## begin

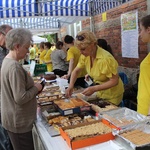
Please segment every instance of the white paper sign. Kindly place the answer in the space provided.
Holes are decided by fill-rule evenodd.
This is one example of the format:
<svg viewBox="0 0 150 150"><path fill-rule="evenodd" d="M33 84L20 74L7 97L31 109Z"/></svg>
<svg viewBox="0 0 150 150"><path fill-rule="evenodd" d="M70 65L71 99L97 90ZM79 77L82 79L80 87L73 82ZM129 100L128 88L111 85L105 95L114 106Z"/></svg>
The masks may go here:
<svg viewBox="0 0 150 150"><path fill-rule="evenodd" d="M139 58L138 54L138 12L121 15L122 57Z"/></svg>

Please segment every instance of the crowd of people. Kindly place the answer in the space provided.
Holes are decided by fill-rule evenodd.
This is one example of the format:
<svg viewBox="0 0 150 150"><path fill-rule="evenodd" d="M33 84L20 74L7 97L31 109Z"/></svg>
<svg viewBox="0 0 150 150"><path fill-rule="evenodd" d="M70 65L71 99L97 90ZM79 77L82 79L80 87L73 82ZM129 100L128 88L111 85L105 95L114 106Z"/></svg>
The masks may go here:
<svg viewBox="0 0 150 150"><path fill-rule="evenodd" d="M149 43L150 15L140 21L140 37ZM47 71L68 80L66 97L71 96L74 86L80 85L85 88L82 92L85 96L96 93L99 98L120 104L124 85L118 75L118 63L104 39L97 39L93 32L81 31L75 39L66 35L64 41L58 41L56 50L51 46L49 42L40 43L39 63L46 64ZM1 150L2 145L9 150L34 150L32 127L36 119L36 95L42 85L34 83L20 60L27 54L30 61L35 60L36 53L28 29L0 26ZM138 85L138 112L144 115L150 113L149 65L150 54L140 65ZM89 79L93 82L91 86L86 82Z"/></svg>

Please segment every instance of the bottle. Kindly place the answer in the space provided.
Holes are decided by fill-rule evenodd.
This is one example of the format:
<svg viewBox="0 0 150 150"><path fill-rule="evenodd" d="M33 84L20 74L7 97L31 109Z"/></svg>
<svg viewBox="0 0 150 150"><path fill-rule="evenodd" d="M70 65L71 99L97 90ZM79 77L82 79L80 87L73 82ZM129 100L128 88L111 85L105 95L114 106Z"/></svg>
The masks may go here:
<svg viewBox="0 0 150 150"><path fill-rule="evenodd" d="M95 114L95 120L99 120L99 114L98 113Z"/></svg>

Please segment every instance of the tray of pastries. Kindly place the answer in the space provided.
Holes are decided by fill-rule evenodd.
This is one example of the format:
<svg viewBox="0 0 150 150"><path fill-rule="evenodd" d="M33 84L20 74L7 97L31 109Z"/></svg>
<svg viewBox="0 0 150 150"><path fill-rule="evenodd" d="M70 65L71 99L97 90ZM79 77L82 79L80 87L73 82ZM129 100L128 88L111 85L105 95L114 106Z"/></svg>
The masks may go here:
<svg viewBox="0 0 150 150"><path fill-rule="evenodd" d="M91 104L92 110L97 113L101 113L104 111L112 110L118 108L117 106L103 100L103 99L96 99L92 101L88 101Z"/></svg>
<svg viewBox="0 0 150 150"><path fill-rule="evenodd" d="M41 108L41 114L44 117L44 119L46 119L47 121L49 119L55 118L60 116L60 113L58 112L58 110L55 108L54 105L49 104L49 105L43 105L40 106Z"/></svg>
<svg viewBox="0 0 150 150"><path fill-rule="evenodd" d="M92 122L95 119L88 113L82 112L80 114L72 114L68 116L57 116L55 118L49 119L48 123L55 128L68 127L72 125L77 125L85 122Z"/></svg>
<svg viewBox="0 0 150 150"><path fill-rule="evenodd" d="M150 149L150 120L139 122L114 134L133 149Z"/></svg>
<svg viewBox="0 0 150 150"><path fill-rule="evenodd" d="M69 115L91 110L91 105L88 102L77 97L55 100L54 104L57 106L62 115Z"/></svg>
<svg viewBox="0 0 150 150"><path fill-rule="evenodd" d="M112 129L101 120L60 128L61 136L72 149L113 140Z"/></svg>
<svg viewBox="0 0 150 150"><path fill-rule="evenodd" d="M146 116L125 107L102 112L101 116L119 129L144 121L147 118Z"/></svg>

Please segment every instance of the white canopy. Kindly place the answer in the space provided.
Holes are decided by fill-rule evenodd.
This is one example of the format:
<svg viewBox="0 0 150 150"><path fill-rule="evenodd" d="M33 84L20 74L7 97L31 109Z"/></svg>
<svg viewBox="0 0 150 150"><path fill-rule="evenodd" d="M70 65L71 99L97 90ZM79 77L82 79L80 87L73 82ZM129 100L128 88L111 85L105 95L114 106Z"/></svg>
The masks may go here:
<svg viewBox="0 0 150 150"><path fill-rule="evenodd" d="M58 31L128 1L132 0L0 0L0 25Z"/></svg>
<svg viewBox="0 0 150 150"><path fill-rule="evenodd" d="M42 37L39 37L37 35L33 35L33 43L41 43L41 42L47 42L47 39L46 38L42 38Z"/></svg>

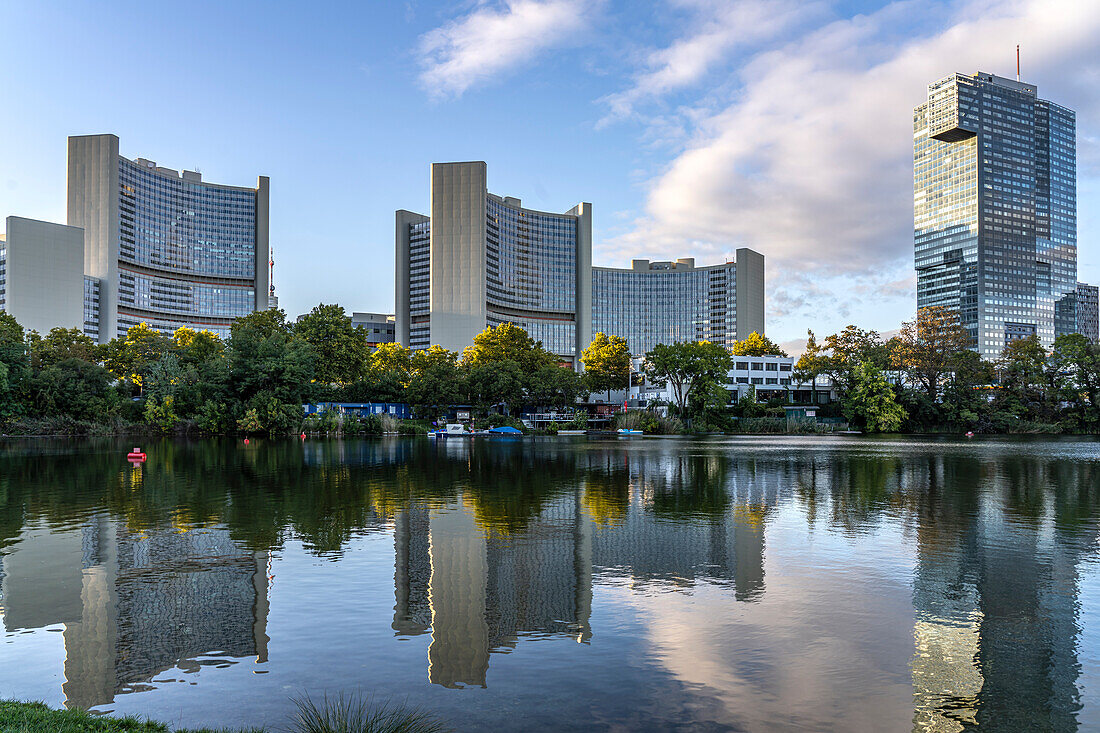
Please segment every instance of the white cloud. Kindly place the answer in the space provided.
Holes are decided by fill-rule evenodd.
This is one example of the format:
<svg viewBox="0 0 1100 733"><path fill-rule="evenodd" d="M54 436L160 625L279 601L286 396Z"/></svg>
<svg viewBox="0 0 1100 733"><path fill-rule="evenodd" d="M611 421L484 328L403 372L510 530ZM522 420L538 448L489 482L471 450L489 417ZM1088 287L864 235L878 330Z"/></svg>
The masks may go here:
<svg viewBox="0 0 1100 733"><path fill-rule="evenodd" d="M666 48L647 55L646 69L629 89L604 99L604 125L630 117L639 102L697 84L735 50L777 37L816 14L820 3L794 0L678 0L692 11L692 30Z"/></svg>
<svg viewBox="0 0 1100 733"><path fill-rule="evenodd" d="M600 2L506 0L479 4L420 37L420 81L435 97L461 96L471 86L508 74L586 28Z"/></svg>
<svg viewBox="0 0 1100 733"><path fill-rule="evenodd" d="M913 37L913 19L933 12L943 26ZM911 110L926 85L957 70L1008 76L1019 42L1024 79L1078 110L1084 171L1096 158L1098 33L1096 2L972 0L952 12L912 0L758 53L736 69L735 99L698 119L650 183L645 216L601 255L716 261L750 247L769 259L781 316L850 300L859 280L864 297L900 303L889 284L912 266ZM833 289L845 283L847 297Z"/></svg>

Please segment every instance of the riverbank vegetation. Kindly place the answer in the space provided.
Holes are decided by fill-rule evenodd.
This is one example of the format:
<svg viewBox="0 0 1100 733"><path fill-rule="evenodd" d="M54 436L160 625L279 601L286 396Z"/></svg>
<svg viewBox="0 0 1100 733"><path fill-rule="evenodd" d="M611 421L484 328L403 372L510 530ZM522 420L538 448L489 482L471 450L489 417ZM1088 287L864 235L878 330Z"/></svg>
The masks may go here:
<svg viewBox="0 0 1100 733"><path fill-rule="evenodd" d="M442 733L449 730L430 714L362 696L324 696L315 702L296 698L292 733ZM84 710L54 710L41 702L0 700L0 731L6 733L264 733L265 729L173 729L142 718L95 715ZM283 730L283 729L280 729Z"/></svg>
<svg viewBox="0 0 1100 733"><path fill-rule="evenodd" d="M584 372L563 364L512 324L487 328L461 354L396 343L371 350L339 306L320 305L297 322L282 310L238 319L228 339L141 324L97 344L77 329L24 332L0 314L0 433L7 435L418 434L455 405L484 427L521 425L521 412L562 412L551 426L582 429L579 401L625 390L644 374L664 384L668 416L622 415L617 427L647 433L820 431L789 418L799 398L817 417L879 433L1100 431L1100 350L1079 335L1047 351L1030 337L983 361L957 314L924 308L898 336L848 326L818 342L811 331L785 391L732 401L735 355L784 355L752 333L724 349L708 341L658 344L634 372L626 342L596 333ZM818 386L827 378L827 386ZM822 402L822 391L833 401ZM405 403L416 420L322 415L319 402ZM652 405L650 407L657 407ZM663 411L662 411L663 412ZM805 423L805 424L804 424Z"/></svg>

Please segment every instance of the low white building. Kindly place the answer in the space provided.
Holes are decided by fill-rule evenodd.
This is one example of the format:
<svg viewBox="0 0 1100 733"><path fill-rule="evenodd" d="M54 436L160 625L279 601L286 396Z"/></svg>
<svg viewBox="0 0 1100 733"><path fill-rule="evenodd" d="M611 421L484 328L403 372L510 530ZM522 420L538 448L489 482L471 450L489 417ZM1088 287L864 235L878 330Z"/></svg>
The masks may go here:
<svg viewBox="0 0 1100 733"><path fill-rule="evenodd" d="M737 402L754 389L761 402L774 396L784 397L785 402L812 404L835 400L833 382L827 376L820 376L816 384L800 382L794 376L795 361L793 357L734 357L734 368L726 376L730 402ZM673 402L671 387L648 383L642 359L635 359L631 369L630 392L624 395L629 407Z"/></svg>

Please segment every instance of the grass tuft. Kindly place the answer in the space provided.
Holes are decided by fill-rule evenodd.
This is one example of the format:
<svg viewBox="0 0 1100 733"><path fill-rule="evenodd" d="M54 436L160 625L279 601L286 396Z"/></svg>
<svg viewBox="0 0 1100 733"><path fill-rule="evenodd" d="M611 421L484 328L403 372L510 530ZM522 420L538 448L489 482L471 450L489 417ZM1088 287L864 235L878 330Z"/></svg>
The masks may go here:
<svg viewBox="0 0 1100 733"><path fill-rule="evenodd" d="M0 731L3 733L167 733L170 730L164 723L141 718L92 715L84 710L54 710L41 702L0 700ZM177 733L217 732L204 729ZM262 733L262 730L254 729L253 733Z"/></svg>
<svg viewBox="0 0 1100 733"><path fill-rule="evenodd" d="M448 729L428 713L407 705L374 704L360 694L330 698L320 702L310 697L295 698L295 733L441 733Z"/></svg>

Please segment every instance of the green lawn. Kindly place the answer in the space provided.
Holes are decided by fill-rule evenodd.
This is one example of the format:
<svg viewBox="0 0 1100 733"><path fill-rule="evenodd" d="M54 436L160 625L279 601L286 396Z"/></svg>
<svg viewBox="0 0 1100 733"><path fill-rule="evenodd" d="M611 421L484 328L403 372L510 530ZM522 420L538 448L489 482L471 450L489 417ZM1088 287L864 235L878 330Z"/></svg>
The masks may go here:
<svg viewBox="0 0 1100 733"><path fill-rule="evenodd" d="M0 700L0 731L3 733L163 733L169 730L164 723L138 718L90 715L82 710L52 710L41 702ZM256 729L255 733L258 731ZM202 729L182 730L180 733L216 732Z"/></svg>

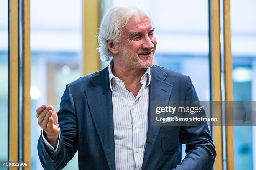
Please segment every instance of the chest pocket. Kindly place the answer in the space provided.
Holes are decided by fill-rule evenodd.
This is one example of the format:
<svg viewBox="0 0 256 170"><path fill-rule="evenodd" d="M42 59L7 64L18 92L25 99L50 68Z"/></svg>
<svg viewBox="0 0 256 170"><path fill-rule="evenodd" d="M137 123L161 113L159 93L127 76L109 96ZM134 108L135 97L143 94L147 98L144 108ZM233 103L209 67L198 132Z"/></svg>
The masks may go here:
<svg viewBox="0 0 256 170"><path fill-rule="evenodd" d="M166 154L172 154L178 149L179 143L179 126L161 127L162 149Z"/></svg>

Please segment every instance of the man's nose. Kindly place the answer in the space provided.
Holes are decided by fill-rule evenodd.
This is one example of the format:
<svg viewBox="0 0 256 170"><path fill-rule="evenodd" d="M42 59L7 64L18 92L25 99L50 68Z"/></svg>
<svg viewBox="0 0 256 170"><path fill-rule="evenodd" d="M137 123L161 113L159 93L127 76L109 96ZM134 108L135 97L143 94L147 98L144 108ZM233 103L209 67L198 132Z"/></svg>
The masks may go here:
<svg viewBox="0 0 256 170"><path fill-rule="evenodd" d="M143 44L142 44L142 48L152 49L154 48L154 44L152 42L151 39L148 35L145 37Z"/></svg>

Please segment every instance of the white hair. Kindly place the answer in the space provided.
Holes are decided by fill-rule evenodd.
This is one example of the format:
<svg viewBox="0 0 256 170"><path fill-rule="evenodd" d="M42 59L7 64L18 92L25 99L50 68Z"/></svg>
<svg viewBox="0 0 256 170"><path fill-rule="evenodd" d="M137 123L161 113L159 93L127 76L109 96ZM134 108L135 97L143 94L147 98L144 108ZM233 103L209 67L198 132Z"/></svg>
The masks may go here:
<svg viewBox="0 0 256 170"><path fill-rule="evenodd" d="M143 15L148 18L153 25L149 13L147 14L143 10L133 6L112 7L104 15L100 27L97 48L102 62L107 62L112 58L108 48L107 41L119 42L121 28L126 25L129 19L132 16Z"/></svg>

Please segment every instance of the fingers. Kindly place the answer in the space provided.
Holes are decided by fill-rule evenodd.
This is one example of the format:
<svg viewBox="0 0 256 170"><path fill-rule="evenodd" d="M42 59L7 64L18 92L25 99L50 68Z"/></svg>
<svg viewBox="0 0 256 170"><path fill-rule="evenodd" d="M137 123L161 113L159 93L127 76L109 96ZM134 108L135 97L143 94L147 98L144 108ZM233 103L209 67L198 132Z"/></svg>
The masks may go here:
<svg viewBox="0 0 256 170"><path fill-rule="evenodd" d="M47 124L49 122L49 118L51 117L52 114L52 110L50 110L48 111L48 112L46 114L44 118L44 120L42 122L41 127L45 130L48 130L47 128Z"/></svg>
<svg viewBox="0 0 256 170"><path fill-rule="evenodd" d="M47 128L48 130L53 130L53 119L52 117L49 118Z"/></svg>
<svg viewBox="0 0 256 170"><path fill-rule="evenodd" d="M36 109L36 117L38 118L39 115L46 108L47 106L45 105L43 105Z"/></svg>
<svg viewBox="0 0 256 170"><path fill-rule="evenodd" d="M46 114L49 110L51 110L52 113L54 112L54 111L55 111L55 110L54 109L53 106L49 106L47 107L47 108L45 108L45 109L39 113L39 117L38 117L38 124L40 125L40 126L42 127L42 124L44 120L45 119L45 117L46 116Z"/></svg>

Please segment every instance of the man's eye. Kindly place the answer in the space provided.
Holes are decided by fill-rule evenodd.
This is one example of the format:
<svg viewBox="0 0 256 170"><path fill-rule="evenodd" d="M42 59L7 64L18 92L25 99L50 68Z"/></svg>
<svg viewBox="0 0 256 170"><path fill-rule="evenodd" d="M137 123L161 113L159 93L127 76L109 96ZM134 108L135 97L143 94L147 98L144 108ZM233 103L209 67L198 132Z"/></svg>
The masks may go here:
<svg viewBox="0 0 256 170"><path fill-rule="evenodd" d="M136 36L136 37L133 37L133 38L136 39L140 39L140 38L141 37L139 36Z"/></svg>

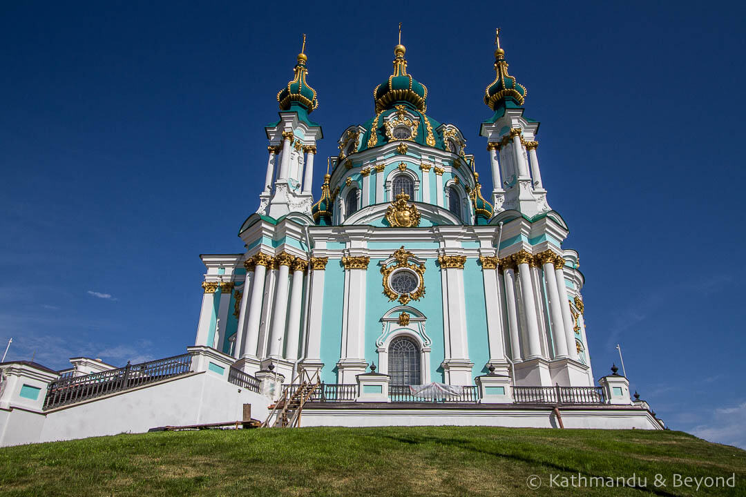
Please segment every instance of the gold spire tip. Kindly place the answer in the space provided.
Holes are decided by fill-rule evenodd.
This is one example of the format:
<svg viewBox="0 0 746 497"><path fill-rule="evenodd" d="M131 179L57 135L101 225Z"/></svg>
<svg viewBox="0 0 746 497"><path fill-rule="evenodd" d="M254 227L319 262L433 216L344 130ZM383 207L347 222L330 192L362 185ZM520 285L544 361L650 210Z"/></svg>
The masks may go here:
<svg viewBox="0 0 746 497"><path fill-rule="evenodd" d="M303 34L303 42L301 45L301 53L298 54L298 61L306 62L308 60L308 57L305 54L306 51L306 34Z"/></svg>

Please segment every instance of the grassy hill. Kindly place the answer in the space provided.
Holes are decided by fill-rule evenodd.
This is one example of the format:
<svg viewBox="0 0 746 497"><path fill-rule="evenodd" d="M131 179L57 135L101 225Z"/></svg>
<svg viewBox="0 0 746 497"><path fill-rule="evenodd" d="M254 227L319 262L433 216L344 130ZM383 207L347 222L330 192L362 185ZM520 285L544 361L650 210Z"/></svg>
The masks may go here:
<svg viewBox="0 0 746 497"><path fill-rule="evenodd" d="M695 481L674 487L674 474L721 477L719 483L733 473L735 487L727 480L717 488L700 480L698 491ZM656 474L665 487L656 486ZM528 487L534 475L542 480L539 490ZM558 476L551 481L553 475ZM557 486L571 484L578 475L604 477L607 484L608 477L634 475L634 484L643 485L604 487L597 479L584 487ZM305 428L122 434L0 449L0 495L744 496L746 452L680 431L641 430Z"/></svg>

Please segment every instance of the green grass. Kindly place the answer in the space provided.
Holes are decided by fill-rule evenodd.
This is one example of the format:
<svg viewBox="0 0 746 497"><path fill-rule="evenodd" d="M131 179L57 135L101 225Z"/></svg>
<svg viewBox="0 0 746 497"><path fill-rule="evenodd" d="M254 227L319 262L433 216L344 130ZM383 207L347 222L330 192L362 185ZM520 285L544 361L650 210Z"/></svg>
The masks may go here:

## end

* **EXERCISE AIM**:
Replace "white paper sign" with "paper notice" in the listing, changing nothing else. Begin at the first line of the listing, stop after the line that contains "58L138 54L138 12L121", and leave out the pictures.

* **THE ANSWER**:
Please segment every instance of the paper notice. Kindly place the answer in the space provided.
Holes are decided by fill-rule evenodd.
This is one example of the format:
<svg viewBox="0 0 150 150"><path fill-rule="evenodd" d="M33 84L20 74L7 97L31 109Z"/></svg>
<svg viewBox="0 0 150 150"><path fill-rule="evenodd" d="M70 65L71 99L97 90ZM79 77L82 79L80 87L73 82ZM129 100L128 88L111 85L105 95L114 106Z"/></svg>
The masks may go here:
<svg viewBox="0 0 150 150"><path fill-rule="evenodd" d="M139 58L138 54L138 12L121 15L122 57Z"/></svg>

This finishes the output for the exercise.